─── Dataset excerpts
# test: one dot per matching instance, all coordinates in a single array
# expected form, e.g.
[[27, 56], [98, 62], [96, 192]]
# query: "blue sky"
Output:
──────
About this task
The output should restate the data exactly, with no line missing.

Answer for the task
# test: one dot per matching instance, all coordinates in a single array
# expected form, e.g.
[[27, 56], [98, 62], [96, 192]]
# query: "blue sky"
Output:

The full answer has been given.